Idaho Federal Court Holds Insured Prohibited from Suing Title Insurance Company After Insured Lost State Court Action Against Title Agent

The United States District Court for the District of Idaho recently dismissed an action brought by an insured against a title insurance company, finding that the insured had unsuccessfully raised similar claims in a state court action with the title agent.  See Cummings v. Stewart Title Guar. Co., 2020 WL 6747977 (D. Idaho Nov. 17, 2020).  In the case, a non-party sold some of his property to plaintiff.  The title agent prepared a purchase contract and a title commitment, in which the legal description erroneously included land that the seller did not own, as well as land the seller owned but did not intend to sell.  The agent then prepared a deed that excluded the land the seller did not own, but included the land the seller did not intend to sell.  After discovering its mistake, the title agent re-recorded a deed with the correct legal description, but without plaintiff’s consent.  The title agent also issued a title insurance policy on defendant’s behalf, in which the legal description matched that of the re-recorded deed.  Plaintiff then brought an action against the seller and the title agent in state court, claiming that he was entitled to the property erroneously included in the first deed and alleging negligence against the title agent.  The trial court award plaintiff judgment against the agent only for negligence, but this decision was reversed by the Idaho Supreme Court.  See Cummings v. Stephens, 157 Idaho 348 (2014).  Plaintiff then brought this action against the defendant title insurance company alleging breach of contract and bad faith, and defendant moved for summary judgment.

════════════════

--- Task list ---
A: For the summary of the Idaho title insurance case, decide whether each statement agrees with the text: (i) The title agent re-recorded the deed with the plaintiff's consent. (ii) The Idaho Supreme Court reversed the trial court's negligence judgment against the agent. (iii) In the federal action, the defendant moved for summary judgment. Answer yes or no for each, quoting the words of the text that decide it.
B: Carry the summary of the Idaho title insurance case forward from its last sentence.

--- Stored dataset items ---
════════════════

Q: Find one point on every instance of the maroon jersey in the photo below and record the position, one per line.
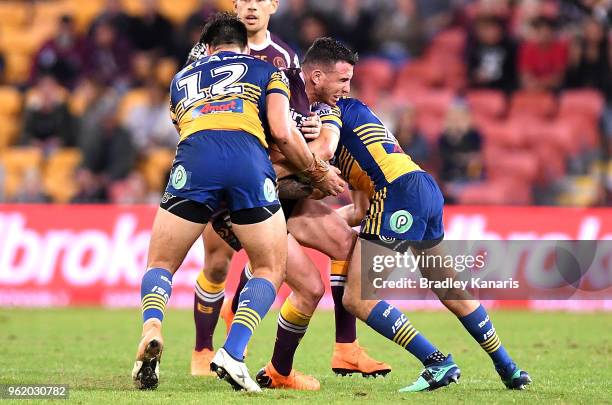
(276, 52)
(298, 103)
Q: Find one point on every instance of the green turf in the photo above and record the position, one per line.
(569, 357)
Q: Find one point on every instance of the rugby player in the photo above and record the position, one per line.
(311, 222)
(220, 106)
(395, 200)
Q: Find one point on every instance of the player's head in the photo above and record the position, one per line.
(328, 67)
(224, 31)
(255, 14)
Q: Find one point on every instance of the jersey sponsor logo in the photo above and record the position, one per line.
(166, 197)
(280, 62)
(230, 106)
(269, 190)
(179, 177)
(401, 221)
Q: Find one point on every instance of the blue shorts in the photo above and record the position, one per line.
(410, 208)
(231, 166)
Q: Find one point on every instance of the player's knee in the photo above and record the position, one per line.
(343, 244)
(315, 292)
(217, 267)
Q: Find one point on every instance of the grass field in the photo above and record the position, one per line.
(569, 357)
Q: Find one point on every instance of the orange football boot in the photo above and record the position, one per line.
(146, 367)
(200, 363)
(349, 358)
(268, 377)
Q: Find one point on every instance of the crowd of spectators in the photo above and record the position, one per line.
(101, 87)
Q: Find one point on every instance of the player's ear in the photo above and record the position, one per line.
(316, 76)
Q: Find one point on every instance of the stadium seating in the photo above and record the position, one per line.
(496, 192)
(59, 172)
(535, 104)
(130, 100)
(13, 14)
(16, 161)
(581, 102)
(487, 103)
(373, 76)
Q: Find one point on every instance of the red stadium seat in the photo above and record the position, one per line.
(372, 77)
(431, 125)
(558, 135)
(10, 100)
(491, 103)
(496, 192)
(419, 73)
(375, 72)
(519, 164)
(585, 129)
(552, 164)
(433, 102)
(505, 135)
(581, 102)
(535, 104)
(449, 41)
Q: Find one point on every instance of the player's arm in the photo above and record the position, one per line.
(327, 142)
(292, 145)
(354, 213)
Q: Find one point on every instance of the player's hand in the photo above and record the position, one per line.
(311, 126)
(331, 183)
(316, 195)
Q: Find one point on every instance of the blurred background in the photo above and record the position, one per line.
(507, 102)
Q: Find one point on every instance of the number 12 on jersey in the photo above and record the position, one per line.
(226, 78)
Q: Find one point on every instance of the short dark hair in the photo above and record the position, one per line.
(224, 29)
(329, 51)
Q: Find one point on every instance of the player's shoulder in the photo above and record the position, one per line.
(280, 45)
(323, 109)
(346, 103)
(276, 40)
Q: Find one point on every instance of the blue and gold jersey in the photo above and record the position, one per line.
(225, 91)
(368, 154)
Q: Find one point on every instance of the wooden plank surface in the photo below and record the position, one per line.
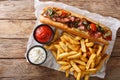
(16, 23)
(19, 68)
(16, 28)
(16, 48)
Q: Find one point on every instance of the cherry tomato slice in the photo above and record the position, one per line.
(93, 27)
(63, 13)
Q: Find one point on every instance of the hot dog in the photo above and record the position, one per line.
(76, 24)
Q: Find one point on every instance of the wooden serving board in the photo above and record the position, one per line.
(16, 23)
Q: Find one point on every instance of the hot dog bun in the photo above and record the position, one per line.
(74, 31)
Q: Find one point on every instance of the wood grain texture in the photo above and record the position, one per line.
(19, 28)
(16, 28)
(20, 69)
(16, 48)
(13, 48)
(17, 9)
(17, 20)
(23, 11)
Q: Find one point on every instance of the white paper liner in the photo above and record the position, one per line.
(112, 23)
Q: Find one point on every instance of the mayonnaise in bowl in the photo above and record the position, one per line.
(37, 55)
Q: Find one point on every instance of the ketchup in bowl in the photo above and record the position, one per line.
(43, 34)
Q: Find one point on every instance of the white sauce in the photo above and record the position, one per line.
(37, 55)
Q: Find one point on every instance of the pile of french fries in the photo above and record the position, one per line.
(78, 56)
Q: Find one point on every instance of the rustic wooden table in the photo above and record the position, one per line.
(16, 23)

════════════════

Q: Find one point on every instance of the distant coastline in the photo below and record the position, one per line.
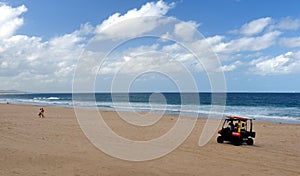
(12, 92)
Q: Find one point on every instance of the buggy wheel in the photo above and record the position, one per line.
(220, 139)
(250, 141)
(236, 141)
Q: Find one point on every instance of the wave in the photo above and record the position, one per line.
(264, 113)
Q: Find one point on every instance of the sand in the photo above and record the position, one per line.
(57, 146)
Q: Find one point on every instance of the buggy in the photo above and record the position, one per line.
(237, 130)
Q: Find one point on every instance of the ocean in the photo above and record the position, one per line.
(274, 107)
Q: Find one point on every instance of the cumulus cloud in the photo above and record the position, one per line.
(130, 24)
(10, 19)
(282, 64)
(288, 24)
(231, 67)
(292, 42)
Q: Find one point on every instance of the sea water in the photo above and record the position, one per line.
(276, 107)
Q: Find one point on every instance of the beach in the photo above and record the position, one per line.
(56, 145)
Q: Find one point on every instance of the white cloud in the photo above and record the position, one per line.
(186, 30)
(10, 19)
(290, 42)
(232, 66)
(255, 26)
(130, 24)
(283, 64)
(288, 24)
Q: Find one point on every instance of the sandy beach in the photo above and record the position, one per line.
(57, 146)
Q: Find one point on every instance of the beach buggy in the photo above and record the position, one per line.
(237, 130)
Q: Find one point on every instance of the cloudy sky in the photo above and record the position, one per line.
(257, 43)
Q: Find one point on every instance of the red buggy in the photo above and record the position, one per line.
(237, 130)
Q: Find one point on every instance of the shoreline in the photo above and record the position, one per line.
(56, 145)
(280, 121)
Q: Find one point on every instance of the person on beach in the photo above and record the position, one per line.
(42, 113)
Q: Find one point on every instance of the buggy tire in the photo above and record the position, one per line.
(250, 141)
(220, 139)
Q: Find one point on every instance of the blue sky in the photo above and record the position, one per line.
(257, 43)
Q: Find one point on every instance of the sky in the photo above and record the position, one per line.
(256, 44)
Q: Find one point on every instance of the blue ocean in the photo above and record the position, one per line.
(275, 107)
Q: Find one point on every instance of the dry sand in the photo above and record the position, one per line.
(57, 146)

════════════════

--- Responses to the tasks ---
A:
(i) No: "re-recorded a deed with the correct legal description, but without plaintiff’s consent"
(ii) Yes: "this decision was reversed by the Idaho Supreme Court"
(iii) Yes: "defendant moved for summary judgment"

B:
The Court granted defendant’s motion.  First, it denied defendant’s argument that the action was barred by the Rooker-Feldman doctrine, which holds that federal district courts do not have jurisdiction to review final decisions of state courts or reverse or modify state court judgments.  The Court found that plaintiff’s action does not claim any error by the state court, but instead simply that defendant breached its contract with plaintiff and acted in bad faith.  Second, the Court nonetheless found that the doctrines of claim and issue preclusion barred the complaint, because the issues raised in this action were unsuccessfully litigated by plaintiff in the state court action.  “Each of these issues turns on whether [plaintiff] can establish that he was supposed to have received property east of the highway as part of his purchase of Stephens’ Ranch. Because this issue has already been fully litigated in state court, [plaintiff] cannot relitigate the issue here.”  Thus, because the state court action established that plaintiff was not entitled to this additional land, he could have no claim against the title insurance company here for breach of contract or bad faith regarding this land.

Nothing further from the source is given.